#### Reading text:
In the days before my offspring had reached their teenage years, I used
to read the infamous ‘Living with teenagers’ column and think to myself,
‘Ha! My children will never be like that’. Well ‘Ha bloody Ha’ is all I
can say to that thought now. Admittedly they are not quite as rude and
don’t swear quite so much, but other than they, they are becoming
horribly similar.
It doesn’t help that we’ve inherited a spare
teenage nephew so we’re now up to three. And the husband and I are
feeling decidedly outnumbered. This also means that there are now six of
us sharing a bathroom. The mornings see the girls spending at least an
hour in there before they emerge, immaculate, to face the rigours of a
day at school. Hair is done, eyebrows tweezed, nails manicured and
subtle make up carefully applied. The husband and I meanwhile, are lucky
if we manage to get in there for long enough to clean our teeth. The
small son is not really a problem; I just chase him into the bathroom
once a day and scrub him from head to toe. The teenage nephew requires
the same treatment but it seems rather inappropriate so I resort to
snarling, ‘Go and clean your teeth. NOW.’ It doesn’t help that he
refuses to wear underpants. He sees this as being anti-capitalist. I see
it as being rather gross. And it seems doubly ironic as I have only
just got the small son to a stage where if he dresses himself, he
actually remembers to put his own underpants on.

#### Tasks:
1. Write out everything in the essay on living with teenagers from "In the days" down to "horribly similar.".
2. Summarize the essay on living with teenagers in two sentences.

#### Provided records:
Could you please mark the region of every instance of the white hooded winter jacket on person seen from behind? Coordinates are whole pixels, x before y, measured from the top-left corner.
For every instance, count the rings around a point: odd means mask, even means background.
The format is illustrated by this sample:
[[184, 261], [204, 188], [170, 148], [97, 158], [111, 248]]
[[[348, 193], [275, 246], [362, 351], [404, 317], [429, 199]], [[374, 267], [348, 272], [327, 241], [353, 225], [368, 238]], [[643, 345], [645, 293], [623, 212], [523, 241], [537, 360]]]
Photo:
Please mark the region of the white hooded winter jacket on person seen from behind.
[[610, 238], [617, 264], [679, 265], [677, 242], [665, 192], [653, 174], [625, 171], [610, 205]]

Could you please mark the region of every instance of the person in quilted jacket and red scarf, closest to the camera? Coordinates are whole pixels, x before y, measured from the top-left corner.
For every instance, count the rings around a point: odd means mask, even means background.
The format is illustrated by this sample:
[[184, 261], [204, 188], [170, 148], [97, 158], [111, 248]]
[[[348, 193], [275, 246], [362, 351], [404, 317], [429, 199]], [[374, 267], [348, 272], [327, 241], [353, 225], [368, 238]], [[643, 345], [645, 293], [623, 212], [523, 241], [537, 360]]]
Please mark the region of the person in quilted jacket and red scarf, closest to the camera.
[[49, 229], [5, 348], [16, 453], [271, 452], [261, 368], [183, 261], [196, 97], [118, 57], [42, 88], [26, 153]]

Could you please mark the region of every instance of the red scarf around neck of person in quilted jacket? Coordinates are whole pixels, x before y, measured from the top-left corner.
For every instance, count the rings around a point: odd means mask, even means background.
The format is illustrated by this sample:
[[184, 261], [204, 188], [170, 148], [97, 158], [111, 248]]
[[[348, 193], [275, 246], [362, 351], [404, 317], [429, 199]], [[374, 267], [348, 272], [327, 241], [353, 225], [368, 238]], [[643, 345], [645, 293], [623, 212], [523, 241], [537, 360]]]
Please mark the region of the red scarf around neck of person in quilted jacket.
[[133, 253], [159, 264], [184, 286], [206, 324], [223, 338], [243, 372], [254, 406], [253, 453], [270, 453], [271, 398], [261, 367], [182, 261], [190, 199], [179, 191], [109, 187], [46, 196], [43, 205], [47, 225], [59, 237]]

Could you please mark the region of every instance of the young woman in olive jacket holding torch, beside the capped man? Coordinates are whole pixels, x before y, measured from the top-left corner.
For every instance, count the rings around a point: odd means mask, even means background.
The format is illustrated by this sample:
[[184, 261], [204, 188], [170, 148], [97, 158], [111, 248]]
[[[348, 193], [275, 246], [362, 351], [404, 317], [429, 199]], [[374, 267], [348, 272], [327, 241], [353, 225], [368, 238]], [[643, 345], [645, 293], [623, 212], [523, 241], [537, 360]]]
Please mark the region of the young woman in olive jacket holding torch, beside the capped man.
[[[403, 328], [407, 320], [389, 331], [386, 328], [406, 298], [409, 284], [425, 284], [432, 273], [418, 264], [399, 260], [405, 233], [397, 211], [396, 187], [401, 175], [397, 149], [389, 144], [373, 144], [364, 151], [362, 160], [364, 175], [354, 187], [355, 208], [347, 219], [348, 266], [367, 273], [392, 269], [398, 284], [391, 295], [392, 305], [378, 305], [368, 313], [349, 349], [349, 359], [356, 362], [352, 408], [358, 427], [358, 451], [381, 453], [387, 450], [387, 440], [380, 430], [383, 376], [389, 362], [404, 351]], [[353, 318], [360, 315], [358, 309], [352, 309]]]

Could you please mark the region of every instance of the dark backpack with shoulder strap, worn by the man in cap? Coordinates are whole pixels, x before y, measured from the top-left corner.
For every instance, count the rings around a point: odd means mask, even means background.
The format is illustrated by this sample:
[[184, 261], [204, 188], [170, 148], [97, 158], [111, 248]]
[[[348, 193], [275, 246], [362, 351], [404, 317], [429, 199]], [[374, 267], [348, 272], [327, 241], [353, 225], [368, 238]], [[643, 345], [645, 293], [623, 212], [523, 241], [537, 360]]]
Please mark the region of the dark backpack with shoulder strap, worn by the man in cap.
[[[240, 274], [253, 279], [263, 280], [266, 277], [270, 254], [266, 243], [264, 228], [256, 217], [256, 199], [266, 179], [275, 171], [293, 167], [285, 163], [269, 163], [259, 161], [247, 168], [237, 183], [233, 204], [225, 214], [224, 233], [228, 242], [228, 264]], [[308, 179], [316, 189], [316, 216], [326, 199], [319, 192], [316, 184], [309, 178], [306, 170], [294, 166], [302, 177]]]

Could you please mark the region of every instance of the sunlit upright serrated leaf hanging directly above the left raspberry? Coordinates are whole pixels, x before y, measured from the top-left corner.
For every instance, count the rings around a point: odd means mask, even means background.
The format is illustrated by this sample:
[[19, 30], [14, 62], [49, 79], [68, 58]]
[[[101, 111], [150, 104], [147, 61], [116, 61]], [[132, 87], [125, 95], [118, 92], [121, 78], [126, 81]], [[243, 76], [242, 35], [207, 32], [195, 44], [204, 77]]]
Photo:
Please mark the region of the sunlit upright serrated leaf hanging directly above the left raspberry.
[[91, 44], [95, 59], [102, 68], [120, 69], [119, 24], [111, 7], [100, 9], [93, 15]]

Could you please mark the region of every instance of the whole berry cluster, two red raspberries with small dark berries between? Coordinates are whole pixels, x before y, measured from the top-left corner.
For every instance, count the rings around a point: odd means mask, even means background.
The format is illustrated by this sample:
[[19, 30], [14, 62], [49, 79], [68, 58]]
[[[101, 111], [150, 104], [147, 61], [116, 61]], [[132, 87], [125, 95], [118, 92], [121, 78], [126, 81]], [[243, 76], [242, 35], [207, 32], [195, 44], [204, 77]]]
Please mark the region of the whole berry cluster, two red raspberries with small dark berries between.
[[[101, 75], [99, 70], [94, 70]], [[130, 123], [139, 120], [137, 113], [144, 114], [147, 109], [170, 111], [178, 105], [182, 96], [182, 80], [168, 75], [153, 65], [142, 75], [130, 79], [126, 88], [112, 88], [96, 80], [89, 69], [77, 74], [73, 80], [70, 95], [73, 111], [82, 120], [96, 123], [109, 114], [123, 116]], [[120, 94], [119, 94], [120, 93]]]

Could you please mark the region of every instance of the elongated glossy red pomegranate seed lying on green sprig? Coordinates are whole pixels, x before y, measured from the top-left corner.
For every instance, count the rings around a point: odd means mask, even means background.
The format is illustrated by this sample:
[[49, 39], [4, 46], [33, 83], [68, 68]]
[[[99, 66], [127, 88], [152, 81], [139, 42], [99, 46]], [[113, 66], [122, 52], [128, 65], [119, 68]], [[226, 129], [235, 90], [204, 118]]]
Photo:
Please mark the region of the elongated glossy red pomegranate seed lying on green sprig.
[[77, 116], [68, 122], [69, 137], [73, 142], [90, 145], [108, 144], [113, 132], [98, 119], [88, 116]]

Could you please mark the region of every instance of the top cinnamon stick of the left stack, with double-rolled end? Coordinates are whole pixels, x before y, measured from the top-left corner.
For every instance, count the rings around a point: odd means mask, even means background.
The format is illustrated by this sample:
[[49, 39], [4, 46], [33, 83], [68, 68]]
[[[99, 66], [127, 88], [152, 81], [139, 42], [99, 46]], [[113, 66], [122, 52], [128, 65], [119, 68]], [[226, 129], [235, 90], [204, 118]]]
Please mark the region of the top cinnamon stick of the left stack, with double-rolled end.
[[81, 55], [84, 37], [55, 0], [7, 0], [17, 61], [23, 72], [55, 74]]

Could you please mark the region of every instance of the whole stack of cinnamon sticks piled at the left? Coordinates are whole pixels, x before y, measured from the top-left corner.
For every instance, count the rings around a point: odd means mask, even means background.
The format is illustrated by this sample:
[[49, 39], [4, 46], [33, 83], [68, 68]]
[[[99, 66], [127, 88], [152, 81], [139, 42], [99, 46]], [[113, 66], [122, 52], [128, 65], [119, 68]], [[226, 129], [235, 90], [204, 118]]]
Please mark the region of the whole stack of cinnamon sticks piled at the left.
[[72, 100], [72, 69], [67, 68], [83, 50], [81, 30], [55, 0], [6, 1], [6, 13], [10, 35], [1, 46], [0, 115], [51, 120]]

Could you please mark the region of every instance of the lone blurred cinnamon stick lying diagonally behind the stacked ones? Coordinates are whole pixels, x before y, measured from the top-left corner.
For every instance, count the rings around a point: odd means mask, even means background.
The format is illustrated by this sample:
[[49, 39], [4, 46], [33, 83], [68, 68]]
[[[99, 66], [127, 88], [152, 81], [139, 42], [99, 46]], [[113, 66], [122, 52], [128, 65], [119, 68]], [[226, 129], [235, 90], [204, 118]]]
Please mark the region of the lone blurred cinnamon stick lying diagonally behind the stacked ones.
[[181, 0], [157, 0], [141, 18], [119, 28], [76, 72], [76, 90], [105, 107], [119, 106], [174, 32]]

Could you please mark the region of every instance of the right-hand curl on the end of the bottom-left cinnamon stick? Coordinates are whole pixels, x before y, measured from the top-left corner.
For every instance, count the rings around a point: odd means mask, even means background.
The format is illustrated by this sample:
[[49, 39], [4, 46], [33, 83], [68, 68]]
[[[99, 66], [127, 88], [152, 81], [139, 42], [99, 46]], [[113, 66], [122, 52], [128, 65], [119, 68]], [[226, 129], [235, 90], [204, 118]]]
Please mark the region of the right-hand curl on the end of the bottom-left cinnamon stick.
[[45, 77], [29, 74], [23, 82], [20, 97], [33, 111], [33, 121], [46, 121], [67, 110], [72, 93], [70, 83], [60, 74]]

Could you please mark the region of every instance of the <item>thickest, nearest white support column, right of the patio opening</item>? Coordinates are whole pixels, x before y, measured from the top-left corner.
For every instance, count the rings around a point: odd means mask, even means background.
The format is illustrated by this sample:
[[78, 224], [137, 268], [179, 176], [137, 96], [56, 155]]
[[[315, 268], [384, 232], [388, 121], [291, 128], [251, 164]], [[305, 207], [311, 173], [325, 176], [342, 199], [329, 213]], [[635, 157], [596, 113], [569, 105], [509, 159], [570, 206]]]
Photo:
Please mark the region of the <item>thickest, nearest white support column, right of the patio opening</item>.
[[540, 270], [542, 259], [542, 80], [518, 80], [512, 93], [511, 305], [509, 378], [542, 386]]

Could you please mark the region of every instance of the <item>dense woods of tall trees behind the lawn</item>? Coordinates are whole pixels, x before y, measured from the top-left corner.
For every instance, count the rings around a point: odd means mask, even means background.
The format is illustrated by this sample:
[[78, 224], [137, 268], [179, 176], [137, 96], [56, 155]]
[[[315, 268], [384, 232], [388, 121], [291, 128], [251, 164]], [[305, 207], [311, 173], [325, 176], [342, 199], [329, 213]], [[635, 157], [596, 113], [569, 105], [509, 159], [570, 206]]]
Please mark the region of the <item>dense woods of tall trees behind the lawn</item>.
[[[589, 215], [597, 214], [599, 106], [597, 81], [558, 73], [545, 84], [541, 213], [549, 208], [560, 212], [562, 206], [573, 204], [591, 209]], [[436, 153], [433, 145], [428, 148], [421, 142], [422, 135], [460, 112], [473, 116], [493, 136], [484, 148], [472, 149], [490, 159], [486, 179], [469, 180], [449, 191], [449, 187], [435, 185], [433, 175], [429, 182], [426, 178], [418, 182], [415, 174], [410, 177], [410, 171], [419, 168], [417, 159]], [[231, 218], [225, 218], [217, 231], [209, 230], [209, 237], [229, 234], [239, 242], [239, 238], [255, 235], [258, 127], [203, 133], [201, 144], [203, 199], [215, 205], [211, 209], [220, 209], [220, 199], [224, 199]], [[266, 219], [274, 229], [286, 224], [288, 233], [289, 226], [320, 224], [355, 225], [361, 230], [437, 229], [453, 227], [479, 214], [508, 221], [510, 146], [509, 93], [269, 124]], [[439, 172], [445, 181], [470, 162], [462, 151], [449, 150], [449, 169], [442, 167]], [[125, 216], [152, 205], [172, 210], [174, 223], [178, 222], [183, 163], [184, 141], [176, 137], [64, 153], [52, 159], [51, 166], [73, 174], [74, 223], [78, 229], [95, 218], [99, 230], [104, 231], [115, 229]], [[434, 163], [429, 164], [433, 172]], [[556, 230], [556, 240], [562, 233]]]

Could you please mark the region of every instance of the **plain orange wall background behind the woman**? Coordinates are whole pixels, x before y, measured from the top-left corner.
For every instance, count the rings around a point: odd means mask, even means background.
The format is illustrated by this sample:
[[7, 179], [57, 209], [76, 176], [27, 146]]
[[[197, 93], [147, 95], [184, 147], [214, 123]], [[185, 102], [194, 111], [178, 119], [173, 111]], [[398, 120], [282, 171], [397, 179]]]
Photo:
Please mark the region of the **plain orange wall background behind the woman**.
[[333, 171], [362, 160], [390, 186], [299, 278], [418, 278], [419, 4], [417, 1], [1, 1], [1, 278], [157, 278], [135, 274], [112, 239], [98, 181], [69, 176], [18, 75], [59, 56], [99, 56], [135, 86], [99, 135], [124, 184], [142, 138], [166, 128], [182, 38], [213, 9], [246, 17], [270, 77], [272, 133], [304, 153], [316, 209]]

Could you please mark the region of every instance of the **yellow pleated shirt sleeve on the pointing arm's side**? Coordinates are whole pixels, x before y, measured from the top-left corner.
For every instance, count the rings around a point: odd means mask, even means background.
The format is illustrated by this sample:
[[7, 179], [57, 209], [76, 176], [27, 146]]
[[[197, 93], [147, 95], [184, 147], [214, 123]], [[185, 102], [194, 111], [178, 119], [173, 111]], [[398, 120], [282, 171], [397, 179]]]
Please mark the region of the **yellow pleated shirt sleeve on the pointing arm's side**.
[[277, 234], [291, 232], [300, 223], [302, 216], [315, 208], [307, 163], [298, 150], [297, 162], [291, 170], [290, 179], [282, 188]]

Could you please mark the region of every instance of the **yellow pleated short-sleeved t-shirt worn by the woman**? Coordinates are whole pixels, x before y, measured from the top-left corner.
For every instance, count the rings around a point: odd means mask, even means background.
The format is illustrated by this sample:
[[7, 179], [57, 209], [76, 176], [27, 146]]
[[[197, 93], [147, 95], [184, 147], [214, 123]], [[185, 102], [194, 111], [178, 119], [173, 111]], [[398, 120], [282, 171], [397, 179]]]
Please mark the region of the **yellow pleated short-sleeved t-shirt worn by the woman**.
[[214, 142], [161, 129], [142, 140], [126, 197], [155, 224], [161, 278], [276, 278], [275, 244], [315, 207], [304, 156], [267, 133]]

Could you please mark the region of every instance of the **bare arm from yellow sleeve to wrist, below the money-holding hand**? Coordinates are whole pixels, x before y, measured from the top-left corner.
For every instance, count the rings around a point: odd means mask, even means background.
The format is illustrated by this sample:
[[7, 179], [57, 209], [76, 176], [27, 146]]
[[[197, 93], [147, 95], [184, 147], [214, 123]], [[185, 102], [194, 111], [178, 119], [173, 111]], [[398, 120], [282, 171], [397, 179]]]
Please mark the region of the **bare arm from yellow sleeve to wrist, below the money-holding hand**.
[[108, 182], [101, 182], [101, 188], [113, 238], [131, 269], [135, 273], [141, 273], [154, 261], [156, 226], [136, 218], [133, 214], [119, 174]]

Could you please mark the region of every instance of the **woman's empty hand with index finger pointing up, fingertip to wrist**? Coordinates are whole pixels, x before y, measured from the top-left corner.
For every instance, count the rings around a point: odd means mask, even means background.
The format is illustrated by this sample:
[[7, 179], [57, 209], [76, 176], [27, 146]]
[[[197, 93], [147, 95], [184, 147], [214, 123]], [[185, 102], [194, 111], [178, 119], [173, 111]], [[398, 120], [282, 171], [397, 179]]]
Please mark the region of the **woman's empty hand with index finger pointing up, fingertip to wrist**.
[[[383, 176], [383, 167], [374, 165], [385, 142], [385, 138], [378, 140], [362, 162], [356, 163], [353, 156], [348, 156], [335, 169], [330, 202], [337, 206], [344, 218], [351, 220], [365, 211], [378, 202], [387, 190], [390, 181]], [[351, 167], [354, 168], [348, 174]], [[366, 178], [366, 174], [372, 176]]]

#### Solutions:
1.
In the days before my offspring had reached their teenage years, I used
to read the infamous ‘Living with teenagers’ column and think to myself,
‘Ha! My children will never be like that’. Well ‘Ha bloody Ha’ is all I
can say to that thought now. Admittedly they are not quite as rude and
don’t swear quite so much, but other than they, they are becoming
horribly similar.

2. The writer once read the 'Living with teenagers' column sure that their own children would never be like that, but now finds them becoming horribly similar, though a little less rude and less given to swearing. With a teenage nephew added, six people share one bathroom, where the girls spend at least an hour each morning while the writer and the husband are lucky to get in long enough to clean their teeth.